(Items from a data source)
Start
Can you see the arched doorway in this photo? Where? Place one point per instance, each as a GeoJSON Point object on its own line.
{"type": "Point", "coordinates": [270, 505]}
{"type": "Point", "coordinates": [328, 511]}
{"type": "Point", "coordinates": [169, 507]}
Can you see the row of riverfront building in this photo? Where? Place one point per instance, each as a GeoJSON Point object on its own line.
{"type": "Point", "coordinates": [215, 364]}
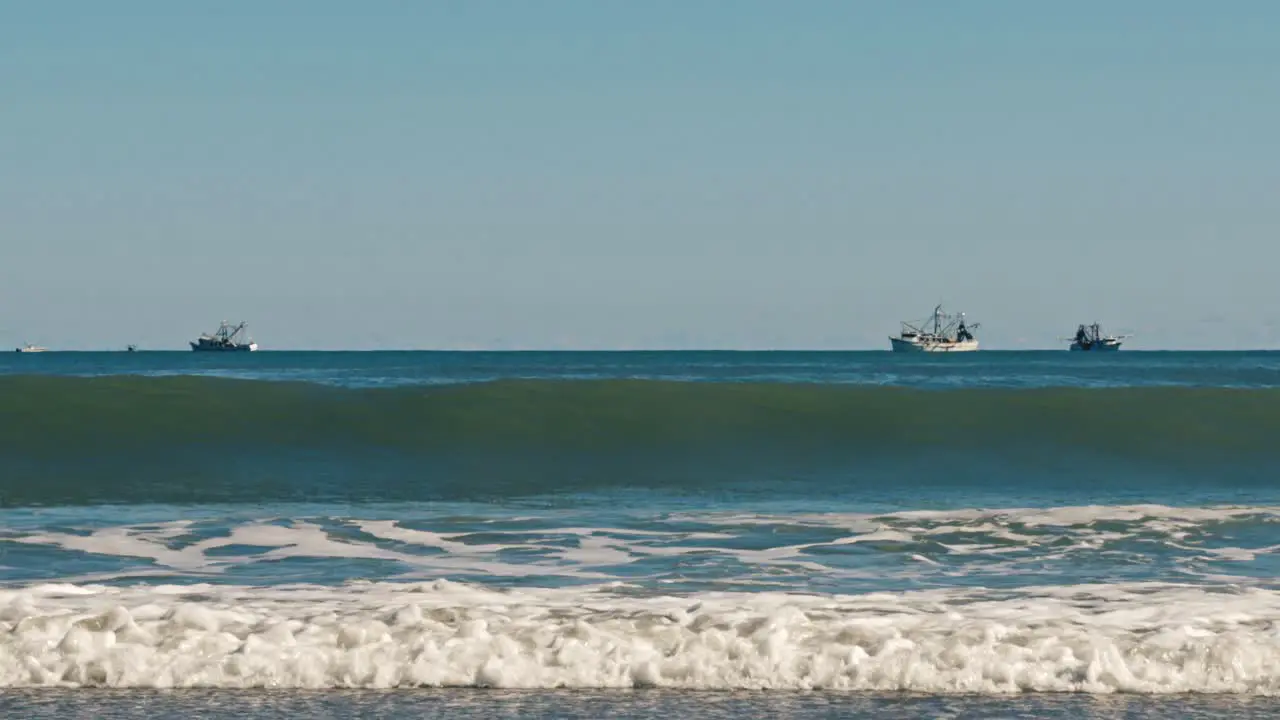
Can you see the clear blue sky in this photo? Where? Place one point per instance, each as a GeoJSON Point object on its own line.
{"type": "Point", "coordinates": [658, 173]}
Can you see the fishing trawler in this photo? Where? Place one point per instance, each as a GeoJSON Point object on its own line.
{"type": "Point", "coordinates": [1089, 338]}
{"type": "Point", "coordinates": [227, 338]}
{"type": "Point", "coordinates": [940, 333]}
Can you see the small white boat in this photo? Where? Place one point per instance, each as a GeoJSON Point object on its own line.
{"type": "Point", "coordinates": [1089, 338]}
{"type": "Point", "coordinates": [227, 338]}
{"type": "Point", "coordinates": [941, 333]}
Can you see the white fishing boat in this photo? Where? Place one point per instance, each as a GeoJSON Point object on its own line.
{"type": "Point", "coordinates": [1089, 338]}
{"type": "Point", "coordinates": [940, 333]}
{"type": "Point", "coordinates": [227, 338]}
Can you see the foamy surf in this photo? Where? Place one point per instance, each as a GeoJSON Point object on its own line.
{"type": "Point", "coordinates": [1137, 638]}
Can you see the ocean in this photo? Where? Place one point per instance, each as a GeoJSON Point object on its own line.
{"type": "Point", "coordinates": [626, 534]}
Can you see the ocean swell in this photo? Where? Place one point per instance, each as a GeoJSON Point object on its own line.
{"type": "Point", "coordinates": [67, 441]}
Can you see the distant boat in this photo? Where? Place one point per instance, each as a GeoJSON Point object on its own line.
{"type": "Point", "coordinates": [941, 333]}
{"type": "Point", "coordinates": [1089, 338]}
{"type": "Point", "coordinates": [227, 338]}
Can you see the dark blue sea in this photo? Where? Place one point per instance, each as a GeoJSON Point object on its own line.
{"type": "Point", "coordinates": [589, 534]}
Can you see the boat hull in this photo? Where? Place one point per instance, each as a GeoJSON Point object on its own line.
{"type": "Point", "coordinates": [200, 347]}
{"type": "Point", "coordinates": [901, 345]}
{"type": "Point", "coordinates": [1104, 346]}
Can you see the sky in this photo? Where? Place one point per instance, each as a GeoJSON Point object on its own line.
{"type": "Point", "coordinates": [625, 174]}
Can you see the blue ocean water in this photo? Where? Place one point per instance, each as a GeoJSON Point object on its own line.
{"type": "Point", "coordinates": [983, 525]}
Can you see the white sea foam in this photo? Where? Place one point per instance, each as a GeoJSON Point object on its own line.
{"type": "Point", "coordinates": [792, 548]}
{"type": "Point", "coordinates": [1083, 638]}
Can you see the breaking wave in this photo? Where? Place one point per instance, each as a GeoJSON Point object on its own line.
{"type": "Point", "coordinates": [1139, 638]}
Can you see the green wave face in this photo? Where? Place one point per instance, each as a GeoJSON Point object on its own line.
{"type": "Point", "coordinates": [187, 438]}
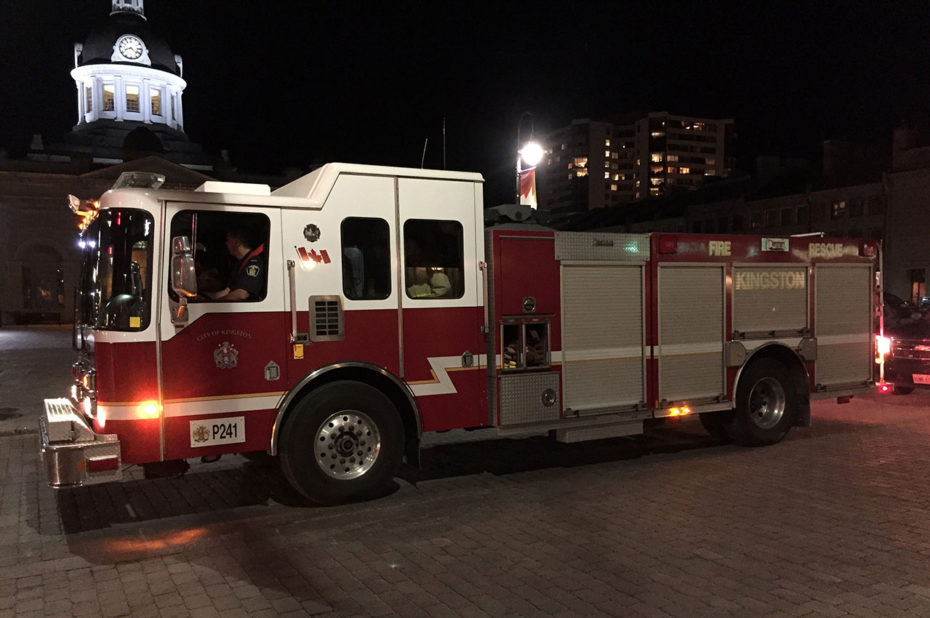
End
[What you need to do]
Rewrite the listing above, from the line with "Can you see the blue" through the end of the listing, as a two-column CSV with the columns "request" and "points". Give one row per request, put each field in quotation marks, replace line breaks with spaces, and leave out any pictures.

[Written response]
request,points
"Can you see the blue ocean water in this photo? Where? Place one point per instance, each as a GeoJSON Point object on its own line.","{""type"": ""Point"", ""coordinates"": [983, 525]}"
"Can you see the white sea foam in this photo? Where? Place one point per instance, each as a GeoJSON Point object on its own line.","{""type"": ""Point"", ""coordinates"": [792, 548]} {""type"": ""Point"", ""coordinates"": [1083, 638]}"
"Can you see the breaking wave in this photo? Where? Place one point per instance, each as a GeoJSON Point object on its own line.","{""type"": ""Point"", ""coordinates"": [1139, 638]}"
"Can you see the green wave face in this photo? Where? Place one point per instance, each as a GeoJSON Point object on its own line.","{""type"": ""Point"", ""coordinates"": [187, 438]}"